#### Task item
Report how many lines of these entries hold the string "below"; reply with the number alone.

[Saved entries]

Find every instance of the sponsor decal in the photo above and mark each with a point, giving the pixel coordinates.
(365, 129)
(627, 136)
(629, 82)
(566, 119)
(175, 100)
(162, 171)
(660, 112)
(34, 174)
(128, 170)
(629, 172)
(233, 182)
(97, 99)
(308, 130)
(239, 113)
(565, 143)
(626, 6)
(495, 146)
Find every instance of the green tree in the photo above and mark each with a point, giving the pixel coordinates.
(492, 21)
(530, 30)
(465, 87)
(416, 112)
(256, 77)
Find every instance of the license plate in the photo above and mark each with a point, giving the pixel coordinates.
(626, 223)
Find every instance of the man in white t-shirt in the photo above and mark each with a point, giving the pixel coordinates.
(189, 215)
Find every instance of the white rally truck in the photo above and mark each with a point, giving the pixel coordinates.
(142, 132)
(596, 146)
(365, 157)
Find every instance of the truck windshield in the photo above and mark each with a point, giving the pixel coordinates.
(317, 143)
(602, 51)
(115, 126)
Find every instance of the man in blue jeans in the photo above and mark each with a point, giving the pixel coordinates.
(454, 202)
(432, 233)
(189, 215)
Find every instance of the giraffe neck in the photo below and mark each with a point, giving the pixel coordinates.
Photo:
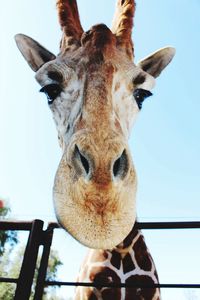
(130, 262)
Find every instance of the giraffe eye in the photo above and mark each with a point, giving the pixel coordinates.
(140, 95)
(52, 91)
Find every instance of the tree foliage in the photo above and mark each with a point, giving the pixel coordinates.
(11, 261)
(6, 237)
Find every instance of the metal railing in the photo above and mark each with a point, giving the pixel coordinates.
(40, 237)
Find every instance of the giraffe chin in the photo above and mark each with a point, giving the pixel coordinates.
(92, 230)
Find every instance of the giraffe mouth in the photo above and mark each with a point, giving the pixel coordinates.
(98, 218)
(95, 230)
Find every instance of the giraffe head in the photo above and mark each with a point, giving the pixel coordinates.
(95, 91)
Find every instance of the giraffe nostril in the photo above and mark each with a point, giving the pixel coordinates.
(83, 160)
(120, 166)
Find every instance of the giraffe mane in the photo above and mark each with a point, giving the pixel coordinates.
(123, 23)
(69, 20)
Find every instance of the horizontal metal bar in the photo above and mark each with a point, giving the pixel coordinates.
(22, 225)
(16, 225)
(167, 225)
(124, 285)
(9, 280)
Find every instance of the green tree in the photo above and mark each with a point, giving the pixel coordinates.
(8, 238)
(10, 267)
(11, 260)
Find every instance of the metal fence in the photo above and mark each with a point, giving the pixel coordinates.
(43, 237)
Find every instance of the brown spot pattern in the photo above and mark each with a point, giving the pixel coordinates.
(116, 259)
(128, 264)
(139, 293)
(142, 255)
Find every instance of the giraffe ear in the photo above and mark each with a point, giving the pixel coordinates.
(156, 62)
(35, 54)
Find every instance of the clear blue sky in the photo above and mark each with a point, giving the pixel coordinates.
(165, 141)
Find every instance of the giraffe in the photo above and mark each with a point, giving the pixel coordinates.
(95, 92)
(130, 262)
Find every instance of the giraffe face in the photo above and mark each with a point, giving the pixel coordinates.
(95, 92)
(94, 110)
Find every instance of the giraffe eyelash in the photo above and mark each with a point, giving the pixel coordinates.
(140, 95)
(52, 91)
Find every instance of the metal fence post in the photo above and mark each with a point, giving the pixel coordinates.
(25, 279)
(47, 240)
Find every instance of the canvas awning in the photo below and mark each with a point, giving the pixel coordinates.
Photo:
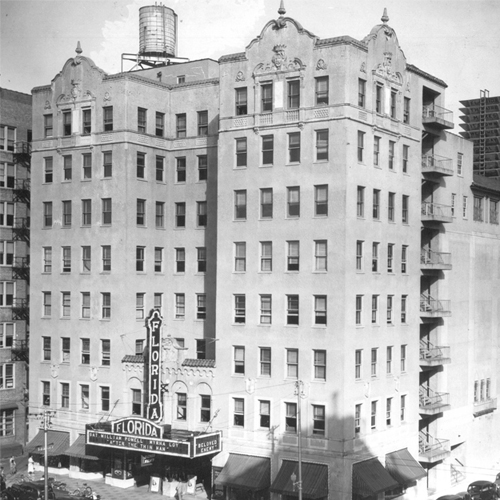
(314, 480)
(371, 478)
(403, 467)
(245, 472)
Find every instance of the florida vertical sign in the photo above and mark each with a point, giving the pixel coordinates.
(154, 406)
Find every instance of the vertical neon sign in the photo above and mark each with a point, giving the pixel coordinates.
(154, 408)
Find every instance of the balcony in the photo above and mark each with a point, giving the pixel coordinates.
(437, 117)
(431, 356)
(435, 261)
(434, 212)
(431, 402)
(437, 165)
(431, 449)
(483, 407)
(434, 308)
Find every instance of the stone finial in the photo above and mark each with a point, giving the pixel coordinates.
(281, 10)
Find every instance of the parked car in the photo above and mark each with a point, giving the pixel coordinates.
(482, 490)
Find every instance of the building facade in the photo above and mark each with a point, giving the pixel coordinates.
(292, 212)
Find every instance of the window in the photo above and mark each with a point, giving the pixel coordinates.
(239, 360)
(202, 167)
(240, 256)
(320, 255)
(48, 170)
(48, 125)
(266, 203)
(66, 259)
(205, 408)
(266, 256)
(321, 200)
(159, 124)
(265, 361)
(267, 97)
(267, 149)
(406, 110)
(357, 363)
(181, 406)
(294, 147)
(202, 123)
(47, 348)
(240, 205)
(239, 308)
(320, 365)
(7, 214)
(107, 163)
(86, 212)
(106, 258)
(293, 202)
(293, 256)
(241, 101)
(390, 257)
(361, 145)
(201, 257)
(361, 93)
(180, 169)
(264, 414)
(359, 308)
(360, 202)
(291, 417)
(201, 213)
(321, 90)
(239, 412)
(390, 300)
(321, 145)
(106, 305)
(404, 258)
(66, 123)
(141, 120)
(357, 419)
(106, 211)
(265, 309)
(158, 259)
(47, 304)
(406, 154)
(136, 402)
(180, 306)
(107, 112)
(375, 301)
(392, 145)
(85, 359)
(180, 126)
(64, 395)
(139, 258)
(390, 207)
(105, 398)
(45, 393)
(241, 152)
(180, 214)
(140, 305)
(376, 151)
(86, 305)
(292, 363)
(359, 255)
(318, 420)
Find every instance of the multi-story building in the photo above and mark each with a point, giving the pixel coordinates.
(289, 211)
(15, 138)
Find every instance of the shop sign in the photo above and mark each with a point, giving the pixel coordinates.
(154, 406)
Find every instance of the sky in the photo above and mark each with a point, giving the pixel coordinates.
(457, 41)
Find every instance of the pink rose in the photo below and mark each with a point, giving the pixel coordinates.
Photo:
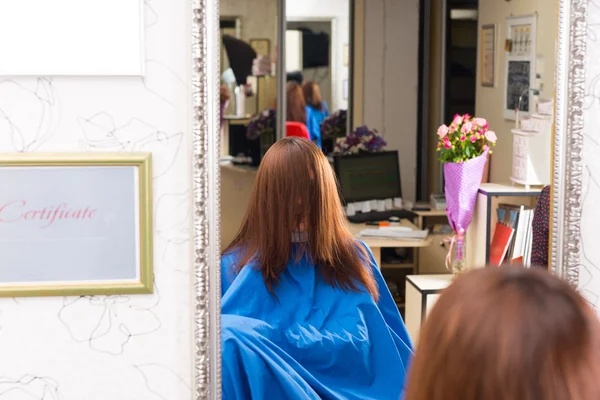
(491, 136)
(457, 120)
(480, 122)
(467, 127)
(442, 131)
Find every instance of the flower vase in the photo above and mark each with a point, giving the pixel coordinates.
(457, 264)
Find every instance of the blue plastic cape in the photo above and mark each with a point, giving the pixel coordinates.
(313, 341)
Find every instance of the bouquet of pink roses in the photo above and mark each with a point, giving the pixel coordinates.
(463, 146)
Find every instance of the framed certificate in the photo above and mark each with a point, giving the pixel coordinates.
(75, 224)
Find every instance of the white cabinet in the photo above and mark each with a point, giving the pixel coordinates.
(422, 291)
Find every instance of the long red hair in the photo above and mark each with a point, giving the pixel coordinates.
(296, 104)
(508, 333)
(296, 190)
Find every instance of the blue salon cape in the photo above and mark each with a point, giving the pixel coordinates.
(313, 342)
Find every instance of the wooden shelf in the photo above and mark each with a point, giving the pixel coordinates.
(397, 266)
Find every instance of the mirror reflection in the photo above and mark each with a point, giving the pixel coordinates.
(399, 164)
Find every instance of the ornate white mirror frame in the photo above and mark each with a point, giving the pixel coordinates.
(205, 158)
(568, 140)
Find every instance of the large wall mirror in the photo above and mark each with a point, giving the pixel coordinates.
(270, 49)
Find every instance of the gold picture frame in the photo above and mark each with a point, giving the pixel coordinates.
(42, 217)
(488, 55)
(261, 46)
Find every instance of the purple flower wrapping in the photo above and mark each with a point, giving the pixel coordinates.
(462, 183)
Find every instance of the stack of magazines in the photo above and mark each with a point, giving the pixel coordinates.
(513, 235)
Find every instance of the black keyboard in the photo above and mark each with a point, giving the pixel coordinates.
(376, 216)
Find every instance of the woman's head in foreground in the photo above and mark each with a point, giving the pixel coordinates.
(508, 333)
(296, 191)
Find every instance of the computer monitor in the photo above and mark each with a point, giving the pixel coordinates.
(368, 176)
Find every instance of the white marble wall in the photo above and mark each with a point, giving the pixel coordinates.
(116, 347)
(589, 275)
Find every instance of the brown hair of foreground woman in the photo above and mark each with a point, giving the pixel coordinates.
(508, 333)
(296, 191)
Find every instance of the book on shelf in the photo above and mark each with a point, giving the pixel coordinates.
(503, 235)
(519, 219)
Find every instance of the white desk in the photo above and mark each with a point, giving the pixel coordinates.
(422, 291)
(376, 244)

#### Output
3